> **WHAT YOU HAVE TO DO**
Are you able to retype all the records below exactly?

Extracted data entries

==============================

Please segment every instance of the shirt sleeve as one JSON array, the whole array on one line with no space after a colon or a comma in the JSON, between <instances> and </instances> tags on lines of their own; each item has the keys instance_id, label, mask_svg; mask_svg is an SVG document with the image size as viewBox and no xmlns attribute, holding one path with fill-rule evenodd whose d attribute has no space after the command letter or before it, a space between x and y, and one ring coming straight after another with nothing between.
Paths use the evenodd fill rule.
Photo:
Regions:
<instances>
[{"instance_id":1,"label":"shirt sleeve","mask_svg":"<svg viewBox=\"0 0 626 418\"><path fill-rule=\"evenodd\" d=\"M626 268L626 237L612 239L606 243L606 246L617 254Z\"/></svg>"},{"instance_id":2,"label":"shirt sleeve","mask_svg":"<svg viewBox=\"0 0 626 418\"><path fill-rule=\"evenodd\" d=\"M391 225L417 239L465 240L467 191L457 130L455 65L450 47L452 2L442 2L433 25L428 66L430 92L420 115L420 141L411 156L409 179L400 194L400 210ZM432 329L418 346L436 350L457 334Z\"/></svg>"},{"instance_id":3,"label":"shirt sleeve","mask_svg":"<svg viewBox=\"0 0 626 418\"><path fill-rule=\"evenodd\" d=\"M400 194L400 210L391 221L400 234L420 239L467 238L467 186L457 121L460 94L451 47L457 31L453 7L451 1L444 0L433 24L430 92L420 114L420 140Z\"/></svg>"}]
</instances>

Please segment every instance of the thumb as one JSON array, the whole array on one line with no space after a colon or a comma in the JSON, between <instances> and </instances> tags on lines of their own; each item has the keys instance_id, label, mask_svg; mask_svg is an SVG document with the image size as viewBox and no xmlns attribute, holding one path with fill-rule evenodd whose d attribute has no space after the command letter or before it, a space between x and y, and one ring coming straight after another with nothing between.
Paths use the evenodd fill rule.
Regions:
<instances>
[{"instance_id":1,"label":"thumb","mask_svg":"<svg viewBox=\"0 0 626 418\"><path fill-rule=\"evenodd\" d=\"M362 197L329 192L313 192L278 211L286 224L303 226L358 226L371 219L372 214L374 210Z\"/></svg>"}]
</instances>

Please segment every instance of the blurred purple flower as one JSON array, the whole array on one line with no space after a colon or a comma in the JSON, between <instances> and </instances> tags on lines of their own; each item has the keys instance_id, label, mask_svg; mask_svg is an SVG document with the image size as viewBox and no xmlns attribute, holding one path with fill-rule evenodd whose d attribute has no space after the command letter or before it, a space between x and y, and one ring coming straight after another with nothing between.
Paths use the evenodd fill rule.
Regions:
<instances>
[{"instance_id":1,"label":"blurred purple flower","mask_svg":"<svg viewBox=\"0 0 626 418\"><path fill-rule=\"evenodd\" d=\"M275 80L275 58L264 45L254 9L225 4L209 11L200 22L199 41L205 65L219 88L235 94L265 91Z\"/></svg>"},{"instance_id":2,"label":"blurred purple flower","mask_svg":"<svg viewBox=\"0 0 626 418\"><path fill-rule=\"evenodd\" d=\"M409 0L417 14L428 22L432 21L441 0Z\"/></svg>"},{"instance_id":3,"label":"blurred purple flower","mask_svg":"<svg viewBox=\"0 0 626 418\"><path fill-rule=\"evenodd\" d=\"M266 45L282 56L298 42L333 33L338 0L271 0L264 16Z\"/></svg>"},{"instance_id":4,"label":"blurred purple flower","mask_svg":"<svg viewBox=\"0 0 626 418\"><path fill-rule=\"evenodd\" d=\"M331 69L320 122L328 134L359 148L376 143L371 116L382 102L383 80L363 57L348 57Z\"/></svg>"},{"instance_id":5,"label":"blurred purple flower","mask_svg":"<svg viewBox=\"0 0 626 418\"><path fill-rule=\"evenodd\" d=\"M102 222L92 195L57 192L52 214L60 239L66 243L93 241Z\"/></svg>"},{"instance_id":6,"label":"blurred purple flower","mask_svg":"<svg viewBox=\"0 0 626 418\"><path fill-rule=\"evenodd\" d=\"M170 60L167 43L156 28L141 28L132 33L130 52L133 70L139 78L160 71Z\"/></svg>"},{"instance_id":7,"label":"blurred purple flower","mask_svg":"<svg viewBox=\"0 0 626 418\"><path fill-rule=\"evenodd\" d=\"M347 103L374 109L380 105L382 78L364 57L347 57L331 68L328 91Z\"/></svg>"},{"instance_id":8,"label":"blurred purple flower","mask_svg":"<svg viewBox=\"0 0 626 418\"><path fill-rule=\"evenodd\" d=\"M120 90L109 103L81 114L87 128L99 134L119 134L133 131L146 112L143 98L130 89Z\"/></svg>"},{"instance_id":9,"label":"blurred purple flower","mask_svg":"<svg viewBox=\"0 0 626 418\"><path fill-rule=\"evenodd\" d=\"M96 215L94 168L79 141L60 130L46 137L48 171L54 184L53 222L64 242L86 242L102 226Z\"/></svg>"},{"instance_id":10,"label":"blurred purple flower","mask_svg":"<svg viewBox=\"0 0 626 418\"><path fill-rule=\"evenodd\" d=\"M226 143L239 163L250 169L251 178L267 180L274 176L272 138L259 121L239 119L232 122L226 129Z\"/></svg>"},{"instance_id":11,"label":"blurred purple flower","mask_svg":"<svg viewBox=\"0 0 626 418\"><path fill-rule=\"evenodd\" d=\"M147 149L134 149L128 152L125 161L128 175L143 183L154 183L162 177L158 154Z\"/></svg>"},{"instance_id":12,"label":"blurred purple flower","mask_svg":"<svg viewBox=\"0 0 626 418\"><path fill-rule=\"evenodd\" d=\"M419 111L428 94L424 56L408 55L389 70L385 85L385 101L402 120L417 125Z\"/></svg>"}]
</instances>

==============================

> **RESPONSE FOR THIS EXERCISE**
Please segment every instance of the shirt sleeve as one JSON array, the whole array on one line with no space after a colon or a comma in the JSON, between <instances> and </instances> tags on lines of their own; each item has the keys instance_id, label, mask_svg; mask_svg is an SVG document with the image size as viewBox and no xmlns attribute, holding one path with fill-rule evenodd whose d attribute has no space after the command letter or before it, a space between x and y, and one ring coming straight after another with nothing between.
Paths use the evenodd fill rule.
Photo:
Regions:
<instances>
[{"instance_id":1,"label":"shirt sleeve","mask_svg":"<svg viewBox=\"0 0 626 418\"><path fill-rule=\"evenodd\" d=\"M626 268L626 237L612 239L606 243L606 246L617 254Z\"/></svg>"},{"instance_id":2,"label":"shirt sleeve","mask_svg":"<svg viewBox=\"0 0 626 418\"><path fill-rule=\"evenodd\" d=\"M391 225L417 239L465 240L467 191L457 130L455 65L450 47L452 2L442 2L433 25L428 66L430 92L420 115L420 141L411 156L409 179L400 194L400 210ZM432 329L418 346L436 350L457 334Z\"/></svg>"},{"instance_id":3,"label":"shirt sleeve","mask_svg":"<svg viewBox=\"0 0 626 418\"><path fill-rule=\"evenodd\" d=\"M400 194L400 210L391 221L400 234L420 239L467 238L467 186L457 121L460 94L451 47L457 31L453 7L451 1L444 0L433 24L430 92L420 114L420 140Z\"/></svg>"}]
</instances>

Please segment every instance of the thumb as one JSON array, the whole array on one line with no space after a colon or a comma in the JSON, between <instances> and </instances> tags on lines of their own; each item has the keys instance_id, label, mask_svg; mask_svg is an SVG document with the image size as viewBox and no xmlns attribute, holding one path with fill-rule evenodd whose d attribute has no space after the command letter or before it, a space between x and y, and one ring coming straight after another with nothing between.
Paths use the evenodd fill rule.
Regions:
<instances>
[{"instance_id":1,"label":"thumb","mask_svg":"<svg viewBox=\"0 0 626 418\"><path fill-rule=\"evenodd\" d=\"M362 197L329 192L313 192L278 211L286 224L303 226L358 226L371 219L372 214L374 210Z\"/></svg>"}]
</instances>

Please segment every instance of the blurred purple flower as one JSON array, the whole array on one line with no space after a colon or a comma in the JSON, between <instances> and </instances> tags on lines of their own; each item has the keys instance_id, label, mask_svg; mask_svg is an SVG document with the image size as viewBox and no xmlns attribute, holding one path with fill-rule evenodd whose d attribute has no space after the command letter or before it, a space between x and y, and one ring coming straight after another with nothing between.
Paths use the evenodd fill rule.
Regions:
<instances>
[{"instance_id":1,"label":"blurred purple flower","mask_svg":"<svg viewBox=\"0 0 626 418\"><path fill-rule=\"evenodd\" d=\"M275 80L275 58L264 45L254 9L225 4L209 11L200 22L199 41L205 65L219 88L235 94L265 91Z\"/></svg>"},{"instance_id":2,"label":"blurred purple flower","mask_svg":"<svg viewBox=\"0 0 626 418\"><path fill-rule=\"evenodd\" d=\"M409 0L417 14L428 22L432 21L441 0Z\"/></svg>"},{"instance_id":3,"label":"blurred purple flower","mask_svg":"<svg viewBox=\"0 0 626 418\"><path fill-rule=\"evenodd\" d=\"M266 45L282 56L298 42L333 33L338 0L271 0L264 16Z\"/></svg>"},{"instance_id":4,"label":"blurred purple flower","mask_svg":"<svg viewBox=\"0 0 626 418\"><path fill-rule=\"evenodd\" d=\"M331 69L320 122L328 134L359 148L376 143L371 116L382 102L383 80L363 57L348 57Z\"/></svg>"},{"instance_id":5,"label":"blurred purple flower","mask_svg":"<svg viewBox=\"0 0 626 418\"><path fill-rule=\"evenodd\" d=\"M102 222L92 195L57 192L52 214L60 239L66 243L93 241Z\"/></svg>"},{"instance_id":6,"label":"blurred purple flower","mask_svg":"<svg viewBox=\"0 0 626 418\"><path fill-rule=\"evenodd\" d=\"M170 60L167 43L156 28L141 28L132 33L130 52L133 70L139 78L160 71Z\"/></svg>"},{"instance_id":7,"label":"blurred purple flower","mask_svg":"<svg viewBox=\"0 0 626 418\"><path fill-rule=\"evenodd\" d=\"M347 103L374 109L380 105L382 78L364 57L347 57L331 68L328 91Z\"/></svg>"},{"instance_id":8,"label":"blurred purple flower","mask_svg":"<svg viewBox=\"0 0 626 418\"><path fill-rule=\"evenodd\" d=\"M120 90L109 103L81 114L87 128L99 134L119 134L133 131L146 112L143 98L130 89Z\"/></svg>"},{"instance_id":9,"label":"blurred purple flower","mask_svg":"<svg viewBox=\"0 0 626 418\"><path fill-rule=\"evenodd\" d=\"M96 215L94 168L79 141L60 130L46 137L48 171L54 184L53 222L64 242L86 242L102 226Z\"/></svg>"},{"instance_id":10,"label":"blurred purple flower","mask_svg":"<svg viewBox=\"0 0 626 418\"><path fill-rule=\"evenodd\" d=\"M226 143L239 163L250 169L251 178L267 180L274 176L272 138L259 121L239 119L232 122L226 129Z\"/></svg>"},{"instance_id":11,"label":"blurred purple flower","mask_svg":"<svg viewBox=\"0 0 626 418\"><path fill-rule=\"evenodd\" d=\"M147 149L134 149L128 152L125 161L128 175L143 183L154 183L162 177L158 154Z\"/></svg>"},{"instance_id":12,"label":"blurred purple flower","mask_svg":"<svg viewBox=\"0 0 626 418\"><path fill-rule=\"evenodd\" d=\"M419 111L428 94L424 56L408 55L389 70L385 85L385 101L402 120L417 125Z\"/></svg>"}]
</instances>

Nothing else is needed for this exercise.